##### DOCUMENT TEXT

Sorry, to clarify, it didn't break after a coroutines-test update, but after a change in my library's code. In order to avoid double-querying, with both the initial query execute and the query change listener, the code now uses the query change listener for the initial query as well. But because the query is not executed on the coroutine directly anymore,
TestScope.advanceUntilIdle()
doesn't do what it was doing before, waiting for the completion of the query work before checking the results. I need to find a better way to definitively wait for the paging query work to complete, rather than an arbitrary delay, as every once in a while a test will fail.
How long does the bug usually take to reproduce?
Usually it happens within a dozen or so runs. My computer has 16 cores / 32 threads. So not sure if that makes a difference in reproducing more often. I just ran again on that branch and it happened on the first run, then on the fifth, sixth, and tenth runs after that.

##########

■ WHAT THIS TASK INVOLVES
Retype the part of the coroutine test discussion that opens with the words containing "How long does" and closes with "runs after that.".

##### RAW DATA

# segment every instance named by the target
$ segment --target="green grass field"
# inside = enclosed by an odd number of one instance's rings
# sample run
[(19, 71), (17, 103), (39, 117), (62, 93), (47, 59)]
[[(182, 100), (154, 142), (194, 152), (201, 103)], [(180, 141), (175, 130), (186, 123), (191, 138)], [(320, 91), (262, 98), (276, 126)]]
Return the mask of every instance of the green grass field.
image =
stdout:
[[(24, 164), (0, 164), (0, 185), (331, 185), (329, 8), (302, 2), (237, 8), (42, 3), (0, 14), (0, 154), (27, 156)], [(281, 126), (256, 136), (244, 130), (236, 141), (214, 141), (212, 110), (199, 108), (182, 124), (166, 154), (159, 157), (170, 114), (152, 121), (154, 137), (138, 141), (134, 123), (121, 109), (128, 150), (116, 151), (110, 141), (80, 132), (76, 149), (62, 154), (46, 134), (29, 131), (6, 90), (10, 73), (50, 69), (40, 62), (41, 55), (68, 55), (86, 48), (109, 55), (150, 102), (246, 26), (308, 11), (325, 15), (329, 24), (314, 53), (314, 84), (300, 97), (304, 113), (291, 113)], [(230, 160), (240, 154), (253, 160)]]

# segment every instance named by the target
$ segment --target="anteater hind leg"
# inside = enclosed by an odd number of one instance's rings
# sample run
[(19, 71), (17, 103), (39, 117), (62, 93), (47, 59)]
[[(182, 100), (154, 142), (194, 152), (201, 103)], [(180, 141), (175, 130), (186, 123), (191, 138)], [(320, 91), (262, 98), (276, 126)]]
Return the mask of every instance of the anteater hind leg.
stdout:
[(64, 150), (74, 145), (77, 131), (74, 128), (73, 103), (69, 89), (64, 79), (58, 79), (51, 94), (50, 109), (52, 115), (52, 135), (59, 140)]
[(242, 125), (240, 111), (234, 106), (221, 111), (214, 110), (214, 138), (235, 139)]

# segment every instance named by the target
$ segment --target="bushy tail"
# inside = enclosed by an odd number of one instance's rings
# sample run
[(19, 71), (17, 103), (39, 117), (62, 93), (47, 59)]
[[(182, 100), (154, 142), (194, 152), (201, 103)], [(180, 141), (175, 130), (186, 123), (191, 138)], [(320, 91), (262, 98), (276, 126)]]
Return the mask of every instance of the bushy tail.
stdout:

##########

■ EXERCISE OUTPUT
How long does the bug usually take to reproduce?
Usually it happens within a dozen or so runs. My computer has 16 cores / 32 threads. So not sure if that makes a difference in reproducing more often. I just ran again on that branch and it happened on the first run, then on the fifth, sixth, and tenth runs after that.